DESCRIPTION OF THE TASK:
Please answer these questions from the deep space radio text below:
1. On which network did the radio amateurs discuss deep space communications to and from Mars?
2. Which four fields does amateur reception of deep space probes blend?
3. In what year was the first X-37B space plane tracked from Earth?

A while ago a few radio amateurs discussed innovation in Amateur Radio, specifically the "Wow Factor" and deep space amateur radio communications to and from MARS on the ZS Link Network in South Africa. Many at the time were of the opinion that we currently do not have the equipment and money to setup a Deep Space Amateur Radio Station. I at the time was of the opinion that deep space communications are possible and that equipment were not the stumbling block but rather the will to just do it and to explore different methods to communicate successfully to and from Deep-Space via amateur radio.
Amateur reception of deep space probes is a fascinating and challenging field that blends elements of microwave RF, space communications, space exploration, and radio astronomy. While data from space probes is commonly received and processed by space agencies using very large antennas and sophisticated equipment, it is possible for hobbyists to home-brew modest systems capable of receiving signals from deep-space probes. This is currently one of the only ways in which private citizens can directly experience planetary exploration.
Image: Master satellite spotter, Greg Roberts ZS1BI of Cape Town, South Africa, is one of several amateur astronomers and skywatchers who tracked the first X-37B space plane from Earth in 2010.
A South African Radio Amateur by the name of Greg Roberts ZS1BI achieved many outer and deep space successes that was at the time thought to have been impossible.

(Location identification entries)
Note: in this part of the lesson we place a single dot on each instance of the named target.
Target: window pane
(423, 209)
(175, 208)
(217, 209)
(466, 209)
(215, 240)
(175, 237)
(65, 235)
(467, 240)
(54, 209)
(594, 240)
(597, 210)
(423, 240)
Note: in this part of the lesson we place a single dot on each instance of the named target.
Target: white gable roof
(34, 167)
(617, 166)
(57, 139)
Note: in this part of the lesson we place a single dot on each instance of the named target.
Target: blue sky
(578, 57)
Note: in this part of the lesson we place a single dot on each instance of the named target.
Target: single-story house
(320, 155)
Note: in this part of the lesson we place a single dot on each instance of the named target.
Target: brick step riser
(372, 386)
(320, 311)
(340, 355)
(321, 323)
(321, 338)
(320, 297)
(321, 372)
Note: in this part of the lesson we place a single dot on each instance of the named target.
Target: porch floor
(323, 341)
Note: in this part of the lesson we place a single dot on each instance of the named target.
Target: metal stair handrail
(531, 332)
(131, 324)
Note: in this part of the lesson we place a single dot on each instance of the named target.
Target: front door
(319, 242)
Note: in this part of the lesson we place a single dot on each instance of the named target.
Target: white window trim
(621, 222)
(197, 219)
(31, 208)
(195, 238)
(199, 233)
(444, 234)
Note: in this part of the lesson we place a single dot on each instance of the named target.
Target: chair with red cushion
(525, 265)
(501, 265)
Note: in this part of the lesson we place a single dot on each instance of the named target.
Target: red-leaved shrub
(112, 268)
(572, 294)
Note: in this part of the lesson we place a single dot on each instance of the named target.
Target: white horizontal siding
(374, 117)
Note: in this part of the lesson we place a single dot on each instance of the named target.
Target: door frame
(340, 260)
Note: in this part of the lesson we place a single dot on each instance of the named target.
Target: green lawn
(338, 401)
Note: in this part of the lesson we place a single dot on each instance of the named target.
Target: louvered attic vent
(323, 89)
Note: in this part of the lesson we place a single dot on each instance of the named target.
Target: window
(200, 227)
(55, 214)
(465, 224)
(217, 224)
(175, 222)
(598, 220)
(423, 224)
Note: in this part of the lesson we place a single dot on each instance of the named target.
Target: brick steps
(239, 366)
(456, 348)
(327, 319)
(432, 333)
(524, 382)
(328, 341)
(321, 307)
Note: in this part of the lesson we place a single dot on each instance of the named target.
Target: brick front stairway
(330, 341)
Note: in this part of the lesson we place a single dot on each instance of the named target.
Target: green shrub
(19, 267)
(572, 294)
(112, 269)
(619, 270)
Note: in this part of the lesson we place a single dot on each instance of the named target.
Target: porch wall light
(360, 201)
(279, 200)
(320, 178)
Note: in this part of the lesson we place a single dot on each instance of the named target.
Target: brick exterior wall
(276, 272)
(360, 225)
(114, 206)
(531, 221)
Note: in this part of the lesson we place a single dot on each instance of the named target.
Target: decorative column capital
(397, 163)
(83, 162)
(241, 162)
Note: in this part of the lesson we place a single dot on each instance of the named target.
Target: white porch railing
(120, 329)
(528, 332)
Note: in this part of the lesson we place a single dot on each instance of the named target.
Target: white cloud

TASK ANSWER:
1. The ZS Link Network in South Africa.
2. Microwave RF, space communications, space exploration, and radio astronomy.
3. 2010.